The problem: Output every line of the listing below as a numbered list, leaving out the blank lines.

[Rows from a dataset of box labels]
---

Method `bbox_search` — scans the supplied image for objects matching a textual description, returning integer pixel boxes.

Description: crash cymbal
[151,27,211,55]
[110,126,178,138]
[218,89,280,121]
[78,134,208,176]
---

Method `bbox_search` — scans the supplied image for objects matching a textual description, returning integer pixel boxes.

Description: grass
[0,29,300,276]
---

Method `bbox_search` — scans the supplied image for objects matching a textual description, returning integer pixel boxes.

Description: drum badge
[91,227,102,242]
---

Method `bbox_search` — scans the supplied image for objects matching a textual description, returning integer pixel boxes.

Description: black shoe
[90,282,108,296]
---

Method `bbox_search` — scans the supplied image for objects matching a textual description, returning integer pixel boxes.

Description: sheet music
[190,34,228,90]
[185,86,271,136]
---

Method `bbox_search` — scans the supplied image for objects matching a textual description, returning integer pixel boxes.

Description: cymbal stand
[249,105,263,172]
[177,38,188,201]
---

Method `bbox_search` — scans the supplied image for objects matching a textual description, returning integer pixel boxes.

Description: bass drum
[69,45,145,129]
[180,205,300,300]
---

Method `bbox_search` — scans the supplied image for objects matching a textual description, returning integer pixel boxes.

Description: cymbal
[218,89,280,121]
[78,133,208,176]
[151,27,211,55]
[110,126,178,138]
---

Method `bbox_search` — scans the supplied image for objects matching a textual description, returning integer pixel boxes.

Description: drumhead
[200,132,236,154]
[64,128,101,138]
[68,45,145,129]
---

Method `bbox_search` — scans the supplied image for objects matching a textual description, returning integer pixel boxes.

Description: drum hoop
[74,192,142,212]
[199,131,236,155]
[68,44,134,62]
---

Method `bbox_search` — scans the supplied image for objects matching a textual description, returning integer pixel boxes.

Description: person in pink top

Response to this task:
1. ---
2. Method `bbox_search` — scans the supplied image for objects matching a textual description, returning integer pixel boxes.
3. Description: crash cymbal
4. [151,27,211,55]
5. [110,126,178,138]
6. [218,89,280,121]
7. [78,134,208,176]
8. ---
9. Method `bbox_search` — scans the supplied image for objects matching a textual description, returning integer pixel boxes.
10. Description: grass
11. [0,29,300,276]
12. ---
13. Method `bbox_search` — scans the supplied image for objects matching a textual description, returning integer pixel boxes.
14. Description: drum badge
15. [91,227,102,242]
16. ---
17. Method `bbox_search` — scans the supplied image for objects matching a textual description, returning integer pixel boxes.
18. Description: black shoe
19. [90,282,108,296]
20. ---
21. Method `bbox_search` — scans the supplied image for objects matching a textual description, returning integer pixel boxes.
22. Description: sheet music
23. [190,34,228,90]
24. [185,86,271,136]
25. ---
26. Method `bbox_search` — scans the supplied image for objects matching a textual description, returning integer pixel boxes.
27. Description: cymbal stand
28. [249,105,263,172]
29. [177,38,188,201]
30. ---
31. Method `bbox_search` — scans the supplied image for objects matching a textual description, returning integer pixel boxes.
32. Description: bass drum
33. [69,45,145,129]
34. [180,205,300,300]
35. ---
36. Method `bbox_search` — scans the supplied image for objects matching a textual description, returning integer pixel boxes.
37. Description: cymbal
38. [218,89,280,121]
39. [78,133,208,176]
40. [151,27,211,55]
41. [110,126,178,138]
42. ---
43. Method `bbox_search` — scans the supplied image for objects matching a textual description, returning integer pixel boxes.
44. Description: drumhead
45. [200,132,236,154]
46. [64,128,101,138]
47. [68,45,145,129]
48. ---
49. Method `bbox_search` — scans the supplied image for objects matching a textual description, returning integer pixel boxes.
50. Description: drum hoop
51. [74,192,142,212]
52. [199,131,236,155]
53. [68,44,134,62]
54. ---
55. Method `bbox_search` — scans the supplied image for objects matching a textual description, returning integer pixel boxes.
56. Description: person in pink top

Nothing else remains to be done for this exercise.